What you will do:
What is needed is an exact copy of the lines in the listing below, from the one with "box: [269, 117, 370, 193]" up to and including the one with "164L313 169L318 183L360", with no other lines.

Data for the task:
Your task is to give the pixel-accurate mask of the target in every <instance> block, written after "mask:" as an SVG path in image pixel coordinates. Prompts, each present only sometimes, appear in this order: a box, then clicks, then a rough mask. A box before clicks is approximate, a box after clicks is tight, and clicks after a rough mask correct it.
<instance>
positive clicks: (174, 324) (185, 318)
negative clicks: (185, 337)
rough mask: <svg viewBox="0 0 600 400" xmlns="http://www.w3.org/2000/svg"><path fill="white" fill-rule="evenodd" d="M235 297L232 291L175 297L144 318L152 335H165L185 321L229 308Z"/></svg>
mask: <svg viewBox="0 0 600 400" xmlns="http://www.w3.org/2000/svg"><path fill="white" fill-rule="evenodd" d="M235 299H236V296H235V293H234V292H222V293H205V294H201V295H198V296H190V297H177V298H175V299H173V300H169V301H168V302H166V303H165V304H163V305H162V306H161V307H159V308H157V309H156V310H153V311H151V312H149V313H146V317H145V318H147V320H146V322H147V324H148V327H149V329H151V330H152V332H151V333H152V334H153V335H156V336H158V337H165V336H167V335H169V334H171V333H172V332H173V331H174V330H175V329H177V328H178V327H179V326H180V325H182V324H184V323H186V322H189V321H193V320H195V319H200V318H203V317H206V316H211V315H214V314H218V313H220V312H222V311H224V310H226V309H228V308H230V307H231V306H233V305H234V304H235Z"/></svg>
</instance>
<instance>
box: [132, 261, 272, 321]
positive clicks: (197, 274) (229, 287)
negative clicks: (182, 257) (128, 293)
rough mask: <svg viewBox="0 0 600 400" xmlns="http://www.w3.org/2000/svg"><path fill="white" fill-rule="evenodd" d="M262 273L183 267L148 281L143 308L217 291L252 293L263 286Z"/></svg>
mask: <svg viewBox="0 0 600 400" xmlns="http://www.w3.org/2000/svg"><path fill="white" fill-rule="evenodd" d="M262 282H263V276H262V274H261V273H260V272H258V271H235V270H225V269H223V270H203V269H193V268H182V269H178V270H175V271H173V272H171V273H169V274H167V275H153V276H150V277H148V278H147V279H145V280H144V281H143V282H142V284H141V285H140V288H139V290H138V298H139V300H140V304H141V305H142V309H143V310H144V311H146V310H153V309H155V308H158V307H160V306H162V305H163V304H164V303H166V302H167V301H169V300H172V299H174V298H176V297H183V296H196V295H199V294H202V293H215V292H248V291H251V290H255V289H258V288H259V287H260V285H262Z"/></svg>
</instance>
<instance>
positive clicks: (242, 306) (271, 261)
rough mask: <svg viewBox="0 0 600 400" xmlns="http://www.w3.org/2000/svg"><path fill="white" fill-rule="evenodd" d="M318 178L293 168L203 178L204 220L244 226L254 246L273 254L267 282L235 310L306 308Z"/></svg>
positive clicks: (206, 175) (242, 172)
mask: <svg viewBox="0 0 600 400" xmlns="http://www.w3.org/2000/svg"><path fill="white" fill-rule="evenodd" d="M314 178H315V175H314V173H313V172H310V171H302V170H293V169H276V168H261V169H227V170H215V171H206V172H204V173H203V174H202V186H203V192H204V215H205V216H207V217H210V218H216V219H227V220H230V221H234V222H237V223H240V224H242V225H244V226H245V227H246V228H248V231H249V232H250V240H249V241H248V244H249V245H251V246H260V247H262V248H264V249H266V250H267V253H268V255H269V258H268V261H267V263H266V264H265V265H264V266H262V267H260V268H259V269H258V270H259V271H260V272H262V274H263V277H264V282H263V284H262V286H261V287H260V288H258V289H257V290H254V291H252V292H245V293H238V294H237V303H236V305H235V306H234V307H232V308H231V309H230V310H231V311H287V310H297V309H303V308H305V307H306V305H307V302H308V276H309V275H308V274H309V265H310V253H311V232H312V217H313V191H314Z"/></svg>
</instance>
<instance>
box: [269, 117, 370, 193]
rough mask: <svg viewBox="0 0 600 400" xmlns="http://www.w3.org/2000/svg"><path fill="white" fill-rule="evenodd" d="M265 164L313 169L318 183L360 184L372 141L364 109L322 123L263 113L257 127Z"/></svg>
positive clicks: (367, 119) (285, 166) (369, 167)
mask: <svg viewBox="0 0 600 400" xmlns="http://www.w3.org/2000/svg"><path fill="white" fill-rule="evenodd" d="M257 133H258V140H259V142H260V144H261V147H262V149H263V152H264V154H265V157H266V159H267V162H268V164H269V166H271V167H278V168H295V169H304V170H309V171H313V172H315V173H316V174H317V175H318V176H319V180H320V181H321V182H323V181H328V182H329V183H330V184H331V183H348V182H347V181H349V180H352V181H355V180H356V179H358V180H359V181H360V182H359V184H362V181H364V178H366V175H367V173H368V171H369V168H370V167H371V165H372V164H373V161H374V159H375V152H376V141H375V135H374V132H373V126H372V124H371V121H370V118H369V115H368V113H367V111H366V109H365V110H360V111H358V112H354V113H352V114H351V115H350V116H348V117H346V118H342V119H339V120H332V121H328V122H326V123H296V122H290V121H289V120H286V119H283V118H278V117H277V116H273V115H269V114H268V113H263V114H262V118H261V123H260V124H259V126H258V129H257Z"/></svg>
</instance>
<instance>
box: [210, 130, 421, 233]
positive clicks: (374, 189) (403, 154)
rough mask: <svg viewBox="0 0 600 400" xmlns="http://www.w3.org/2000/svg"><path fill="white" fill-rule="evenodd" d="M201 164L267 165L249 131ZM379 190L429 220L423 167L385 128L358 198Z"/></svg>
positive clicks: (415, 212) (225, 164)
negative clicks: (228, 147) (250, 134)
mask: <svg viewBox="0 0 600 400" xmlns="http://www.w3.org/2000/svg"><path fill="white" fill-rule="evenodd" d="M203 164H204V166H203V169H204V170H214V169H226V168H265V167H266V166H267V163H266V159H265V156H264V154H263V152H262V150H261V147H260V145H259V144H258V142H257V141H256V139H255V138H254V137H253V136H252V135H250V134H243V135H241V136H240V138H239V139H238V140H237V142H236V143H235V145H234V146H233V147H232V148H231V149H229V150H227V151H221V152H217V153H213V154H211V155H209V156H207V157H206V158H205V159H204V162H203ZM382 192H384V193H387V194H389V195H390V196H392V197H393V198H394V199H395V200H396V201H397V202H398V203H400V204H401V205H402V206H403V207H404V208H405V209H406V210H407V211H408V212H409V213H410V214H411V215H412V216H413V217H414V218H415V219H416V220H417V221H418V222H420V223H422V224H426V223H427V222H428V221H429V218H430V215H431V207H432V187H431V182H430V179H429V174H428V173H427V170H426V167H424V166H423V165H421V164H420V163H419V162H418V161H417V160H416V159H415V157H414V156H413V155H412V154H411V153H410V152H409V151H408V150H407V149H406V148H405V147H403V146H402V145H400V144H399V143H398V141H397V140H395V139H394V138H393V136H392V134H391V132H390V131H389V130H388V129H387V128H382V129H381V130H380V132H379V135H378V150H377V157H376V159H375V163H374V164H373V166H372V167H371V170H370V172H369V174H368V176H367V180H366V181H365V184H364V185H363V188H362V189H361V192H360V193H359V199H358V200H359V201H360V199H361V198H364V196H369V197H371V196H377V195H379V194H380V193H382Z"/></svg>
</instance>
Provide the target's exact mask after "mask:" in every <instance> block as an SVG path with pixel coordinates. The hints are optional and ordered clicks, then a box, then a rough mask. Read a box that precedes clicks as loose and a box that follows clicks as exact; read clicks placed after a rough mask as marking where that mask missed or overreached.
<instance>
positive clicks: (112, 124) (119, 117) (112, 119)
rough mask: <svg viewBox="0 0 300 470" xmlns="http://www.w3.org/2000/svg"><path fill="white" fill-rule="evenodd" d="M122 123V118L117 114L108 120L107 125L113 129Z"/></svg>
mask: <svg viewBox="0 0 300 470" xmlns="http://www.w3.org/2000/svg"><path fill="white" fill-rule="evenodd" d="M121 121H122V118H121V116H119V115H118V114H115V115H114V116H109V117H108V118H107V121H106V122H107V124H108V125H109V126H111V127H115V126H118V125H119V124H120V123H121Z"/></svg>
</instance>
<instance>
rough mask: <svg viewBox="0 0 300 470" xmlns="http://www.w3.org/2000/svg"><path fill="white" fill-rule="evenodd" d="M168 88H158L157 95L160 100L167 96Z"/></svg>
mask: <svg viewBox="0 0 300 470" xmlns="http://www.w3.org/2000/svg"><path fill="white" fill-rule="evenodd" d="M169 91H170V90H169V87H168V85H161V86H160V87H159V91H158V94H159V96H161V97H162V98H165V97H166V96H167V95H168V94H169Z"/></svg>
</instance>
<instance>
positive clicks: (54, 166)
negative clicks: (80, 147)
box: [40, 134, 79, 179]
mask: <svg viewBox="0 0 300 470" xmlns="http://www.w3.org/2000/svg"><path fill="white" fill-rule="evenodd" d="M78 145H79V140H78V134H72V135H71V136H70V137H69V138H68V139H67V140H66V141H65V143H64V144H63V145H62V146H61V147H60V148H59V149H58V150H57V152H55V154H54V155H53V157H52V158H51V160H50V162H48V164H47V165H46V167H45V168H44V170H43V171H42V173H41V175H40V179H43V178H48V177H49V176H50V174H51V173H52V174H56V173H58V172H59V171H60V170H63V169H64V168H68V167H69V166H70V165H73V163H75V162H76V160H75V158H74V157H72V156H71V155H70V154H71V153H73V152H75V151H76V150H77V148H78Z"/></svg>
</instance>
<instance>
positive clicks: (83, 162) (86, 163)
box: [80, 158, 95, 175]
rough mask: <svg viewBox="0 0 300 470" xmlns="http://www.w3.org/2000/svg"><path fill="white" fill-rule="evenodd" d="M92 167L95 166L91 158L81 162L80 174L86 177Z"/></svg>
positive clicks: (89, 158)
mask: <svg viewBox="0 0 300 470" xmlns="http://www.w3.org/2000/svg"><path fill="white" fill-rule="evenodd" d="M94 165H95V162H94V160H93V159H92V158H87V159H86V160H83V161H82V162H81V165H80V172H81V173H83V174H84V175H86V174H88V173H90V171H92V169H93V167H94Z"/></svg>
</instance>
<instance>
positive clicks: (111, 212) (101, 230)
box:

Answer to this task:
box: [269, 117, 370, 193]
rough mask: <svg viewBox="0 0 600 400" xmlns="http://www.w3.org/2000/svg"><path fill="white" fill-rule="evenodd" d="M265 164L313 169L318 183L360 184L372 141L364 109L322 123L263 113L257 127Z"/></svg>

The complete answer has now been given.